(Records to process Opens)
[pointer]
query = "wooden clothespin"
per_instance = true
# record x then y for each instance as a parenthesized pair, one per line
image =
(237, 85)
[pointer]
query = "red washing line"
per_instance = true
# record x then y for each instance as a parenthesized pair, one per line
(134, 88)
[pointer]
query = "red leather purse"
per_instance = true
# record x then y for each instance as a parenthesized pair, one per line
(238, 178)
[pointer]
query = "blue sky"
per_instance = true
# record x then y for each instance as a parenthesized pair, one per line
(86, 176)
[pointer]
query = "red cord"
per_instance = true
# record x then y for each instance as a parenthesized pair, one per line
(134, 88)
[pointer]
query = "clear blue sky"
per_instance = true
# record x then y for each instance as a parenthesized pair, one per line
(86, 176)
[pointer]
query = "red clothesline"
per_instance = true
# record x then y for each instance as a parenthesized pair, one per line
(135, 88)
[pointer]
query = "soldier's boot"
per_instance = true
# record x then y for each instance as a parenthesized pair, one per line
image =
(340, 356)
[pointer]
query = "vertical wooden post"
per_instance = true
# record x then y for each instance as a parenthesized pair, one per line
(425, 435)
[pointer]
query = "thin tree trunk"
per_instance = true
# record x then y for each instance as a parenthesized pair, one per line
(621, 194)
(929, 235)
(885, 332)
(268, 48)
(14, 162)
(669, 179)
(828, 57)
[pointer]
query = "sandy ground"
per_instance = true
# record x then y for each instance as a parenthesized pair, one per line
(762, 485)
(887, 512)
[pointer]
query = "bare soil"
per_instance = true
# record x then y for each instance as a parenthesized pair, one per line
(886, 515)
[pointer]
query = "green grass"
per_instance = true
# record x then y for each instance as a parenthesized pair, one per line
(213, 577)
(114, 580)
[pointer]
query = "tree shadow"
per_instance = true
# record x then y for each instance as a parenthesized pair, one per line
(Records to process Closes)
Task prompt
Each line in the data where the string "tree" occurs should be identified and copied.

Answer section
query = "thin tree trunk"
query = "tree shadow"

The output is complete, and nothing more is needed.